● Your instructions
Reproduce all of the material below, its requests included, offsetting every coordinate value in the answers by -104 and omitting the pictures.

═════ Records for processing ═════

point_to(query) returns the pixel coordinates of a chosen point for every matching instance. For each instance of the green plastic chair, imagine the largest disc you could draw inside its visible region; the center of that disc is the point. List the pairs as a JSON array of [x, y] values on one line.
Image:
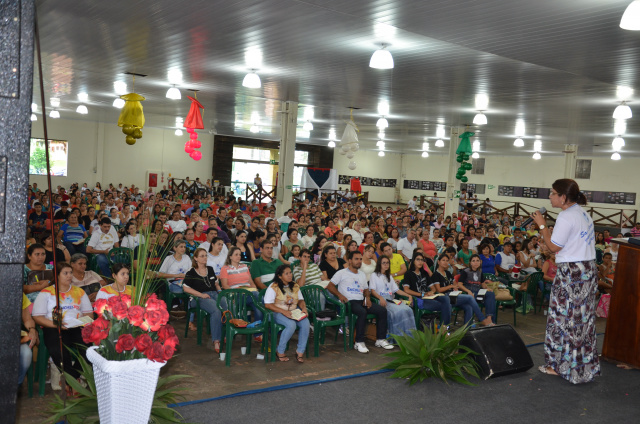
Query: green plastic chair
[[201, 317], [236, 300], [312, 296], [499, 303]]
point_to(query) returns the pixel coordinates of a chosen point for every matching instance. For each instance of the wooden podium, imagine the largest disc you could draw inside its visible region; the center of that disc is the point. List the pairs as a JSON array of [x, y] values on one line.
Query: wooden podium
[[622, 337]]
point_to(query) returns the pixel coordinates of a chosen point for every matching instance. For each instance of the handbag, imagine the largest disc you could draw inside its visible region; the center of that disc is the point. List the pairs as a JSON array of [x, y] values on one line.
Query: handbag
[[236, 322]]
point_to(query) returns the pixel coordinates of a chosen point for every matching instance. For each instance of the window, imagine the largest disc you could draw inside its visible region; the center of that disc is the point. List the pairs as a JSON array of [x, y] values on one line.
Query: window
[[58, 155], [583, 168], [478, 166]]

═════

● Completed task
point_to(query) returns the pixel coordinates of a chosen point for every matching instance. For each instance of the green plastic chair, imagine the largest disc you could draw inside its visible region; the center of that disc is the point. List the pairs as a JSON array of [x, y] values on one line.
Image:
Query: green plastic chair
[[97, 213], [132, 196], [208, 192], [395, 199]]
point_to(query) returns the pixel coordinates of a chosen point for every matching instance. For each instance of the wooden podium, imagine the largest disc you could draw inside its visible region; the center of that disc is the point. List the pairs as a JSON array of [x, y] values on one line.
Query: wooden podium
[[518, 233]]
point_to(query) returns the pixel coordinates of a chosen point for every matching instance. For each instance of the handbag, imagine the largest disc you could draw inside its visible region; the center of that disc is the point. List the pairs as a JSON array of [x, y] values on one line.
Query: handbag
[[132, 218]]
point_to(query) returns the pixel coordinates of a chosen point for every matching instance. For each instance of the window, imagine the largest disc you could draw inside its visible region; the center of that disc is the point. List the pairs as a JSON array of [x, y] values on one line.
Query: window
[[-46, 51], [479, 64], [374, 62]]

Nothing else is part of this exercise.